## Testo da leggere
------------

L’ACT è una nuova forma di psicoterapia, con solide basi scientifiche, e fa parte di quella che viene definita la “terza onda” della terapia cognitivo comportamentale (Hayes, 2004). L’ACT è basata sulla Relational Frame Theory (RFT): un programma di ricerca di base sulle modalità di funzionamento della mente umana (Hayes, Barnes-Holmes, e Roche, 2001). Questa ricerca suggerisce che molti degli strumenti che le persone utilizzano per risolvere i problemi, conducono in una trappola che crea sofferenza.
L’ACT prende in considerazione alcuni concetti non convenzionali:
- La sofferenza psicologica è normale, è importante ed accompagna ogni persona.
- Non è possibile sbarazzarsi volontariamente della propria sofferenza psicologica, anche se si possono prendere provvedimenti per evitare d’incrementarla artificialmente.

------------

## Dati archiviati
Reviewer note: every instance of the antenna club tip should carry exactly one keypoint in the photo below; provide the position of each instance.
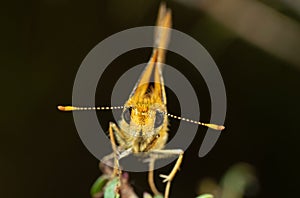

------------

## Sul compito
Su quale teoria si basa l'ACT, secondo il testo da leggere? Le righe provengono da una fonte diversa dal testo.

## Soluzione
Sulla Relational Frame Theory (RFT).